**GIVEN REQUEST:**
In full and without alteration, give the listing again.
:: ENTRIES
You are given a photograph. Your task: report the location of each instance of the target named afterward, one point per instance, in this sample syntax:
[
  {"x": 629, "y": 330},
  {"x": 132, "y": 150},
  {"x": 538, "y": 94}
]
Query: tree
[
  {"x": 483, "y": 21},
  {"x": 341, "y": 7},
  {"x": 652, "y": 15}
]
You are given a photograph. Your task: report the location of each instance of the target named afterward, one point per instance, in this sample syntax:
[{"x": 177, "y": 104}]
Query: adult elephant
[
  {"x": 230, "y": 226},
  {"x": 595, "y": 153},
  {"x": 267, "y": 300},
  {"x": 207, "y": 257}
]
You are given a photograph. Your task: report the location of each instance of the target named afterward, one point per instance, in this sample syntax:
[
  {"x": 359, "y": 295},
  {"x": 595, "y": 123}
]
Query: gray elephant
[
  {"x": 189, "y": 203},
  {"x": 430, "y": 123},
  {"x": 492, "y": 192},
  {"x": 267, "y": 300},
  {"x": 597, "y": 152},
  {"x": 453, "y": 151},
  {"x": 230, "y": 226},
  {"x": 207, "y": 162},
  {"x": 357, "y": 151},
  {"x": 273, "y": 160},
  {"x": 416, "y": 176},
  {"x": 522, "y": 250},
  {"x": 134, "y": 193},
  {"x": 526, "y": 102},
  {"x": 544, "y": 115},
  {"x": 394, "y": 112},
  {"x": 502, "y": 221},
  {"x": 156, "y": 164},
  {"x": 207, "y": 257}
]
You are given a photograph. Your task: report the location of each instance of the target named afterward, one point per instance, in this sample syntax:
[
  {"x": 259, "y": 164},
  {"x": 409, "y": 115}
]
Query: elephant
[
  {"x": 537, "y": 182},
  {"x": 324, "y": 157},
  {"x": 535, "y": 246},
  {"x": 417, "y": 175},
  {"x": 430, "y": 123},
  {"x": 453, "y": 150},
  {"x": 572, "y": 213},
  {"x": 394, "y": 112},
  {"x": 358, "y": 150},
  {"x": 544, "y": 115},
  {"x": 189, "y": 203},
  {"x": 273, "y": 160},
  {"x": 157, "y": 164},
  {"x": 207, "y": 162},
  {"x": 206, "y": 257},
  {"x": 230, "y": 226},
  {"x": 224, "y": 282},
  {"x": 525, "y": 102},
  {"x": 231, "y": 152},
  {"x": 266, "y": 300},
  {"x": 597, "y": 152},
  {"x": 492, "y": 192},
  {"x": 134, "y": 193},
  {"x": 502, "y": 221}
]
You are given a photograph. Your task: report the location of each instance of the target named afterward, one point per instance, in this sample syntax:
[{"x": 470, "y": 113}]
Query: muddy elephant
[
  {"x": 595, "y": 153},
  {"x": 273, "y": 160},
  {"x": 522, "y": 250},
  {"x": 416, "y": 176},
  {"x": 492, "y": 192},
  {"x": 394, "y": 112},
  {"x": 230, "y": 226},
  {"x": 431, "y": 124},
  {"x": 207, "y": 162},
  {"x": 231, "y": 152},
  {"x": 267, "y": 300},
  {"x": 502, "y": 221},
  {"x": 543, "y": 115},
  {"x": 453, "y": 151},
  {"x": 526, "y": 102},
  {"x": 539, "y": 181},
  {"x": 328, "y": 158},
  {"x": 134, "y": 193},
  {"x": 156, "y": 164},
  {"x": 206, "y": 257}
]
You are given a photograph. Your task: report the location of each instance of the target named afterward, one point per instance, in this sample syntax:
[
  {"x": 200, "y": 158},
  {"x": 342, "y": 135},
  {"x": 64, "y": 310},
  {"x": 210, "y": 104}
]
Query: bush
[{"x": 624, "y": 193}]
::::
**RESPONSE TO THE TASK:**
You are given a photograph. Your task: report the location of each instance of the target named afterward, one point per instance, in this sample syntax:
[
  {"x": 629, "y": 330},
  {"x": 132, "y": 150},
  {"x": 538, "y": 94}
]
Query: tree
[
  {"x": 483, "y": 21},
  {"x": 341, "y": 7},
  {"x": 652, "y": 15}
]
You are given a photograph. Your task: report the location of each instance of the target named afterward, one point per instance, in this sample syntax:
[{"x": 177, "y": 104}]
Query: adult elephant
[
  {"x": 230, "y": 226},
  {"x": 595, "y": 153},
  {"x": 267, "y": 300},
  {"x": 207, "y": 257}
]
You are given a photograph. Your task: report the location of each instance of the target named afterward, one point per instance, in this sample syntax:
[
  {"x": 359, "y": 295},
  {"x": 595, "y": 123}
]
Query: gray elephant
[
  {"x": 189, "y": 203},
  {"x": 430, "y": 123},
  {"x": 492, "y": 192},
  {"x": 267, "y": 300},
  {"x": 597, "y": 152},
  {"x": 453, "y": 151},
  {"x": 230, "y": 226},
  {"x": 207, "y": 162},
  {"x": 357, "y": 151},
  {"x": 273, "y": 160},
  {"x": 416, "y": 176},
  {"x": 522, "y": 250},
  {"x": 134, "y": 193},
  {"x": 526, "y": 102},
  {"x": 544, "y": 115},
  {"x": 394, "y": 112},
  {"x": 502, "y": 221},
  {"x": 156, "y": 164},
  {"x": 207, "y": 257}
]
You are given a photograph. Your task: report the location of each instance of the target named afterward, one point per instance, in this sample syntax:
[
  {"x": 259, "y": 164},
  {"x": 409, "y": 115}
]
Query: elephant
[
  {"x": 537, "y": 182},
  {"x": 324, "y": 157},
  {"x": 535, "y": 246},
  {"x": 417, "y": 175},
  {"x": 430, "y": 123},
  {"x": 453, "y": 150},
  {"x": 572, "y": 213},
  {"x": 394, "y": 112},
  {"x": 358, "y": 150},
  {"x": 544, "y": 115},
  {"x": 189, "y": 203},
  {"x": 273, "y": 160},
  {"x": 157, "y": 164},
  {"x": 207, "y": 162},
  {"x": 206, "y": 257},
  {"x": 230, "y": 226},
  {"x": 224, "y": 282},
  {"x": 525, "y": 102},
  {"x": 231, "y": 152},
  {"x": 266, "y": 300},
  {"x": 597, "y": 152},
  {"x": 492, "y": 192},
  {"x": 134, "y": 193},
  {"x": 502, "y": 221}
]
You are given a photograph. Your task: report the location of each instance of the target named afterward, one point per instance, in this sample syntax:
[{"x": 470, "y": 113}]
Query: muddy elephant
[
  {"x": 595, "y": 153},
  {"x": 273, "y": 160},
  {"x": 522, "y": 250},
  {"x": 416, "y": 176},
  {"x": 492, "y": 192},
  {"x": 394, "y": 112},
  {"x": 230, "y": 226},
  {"x": 431, "y": 124},
  {"x": 207, "y": 162},
  {"x": 231, "y": 152},
  {"x": 267, "y": 300},
  {"x": 502, "y": 221},
  {"x": 543, "y": 115},
  {"x": 453, "y": 151},
  {"x": 526, "y": 102},
  {"x": 539, "y": 181},
  {"x": 328, "y": 158},
  {"x": 134, "y": 193},
  {"x": 156, "y": 164},
  {"x": 206, "y": 257}
]
You are given a photograph. Your task: report the location of each instance of the target named afterward, one point per instance, in this sample syntax:
[
  {"x": 200, "y": 158},
  {"x": 342, "y": 135},
  {"x": 64, "y": 310},
  {"x": 210, "y": 104}
]
Query: bush
[{"x": 624, "y": 193}]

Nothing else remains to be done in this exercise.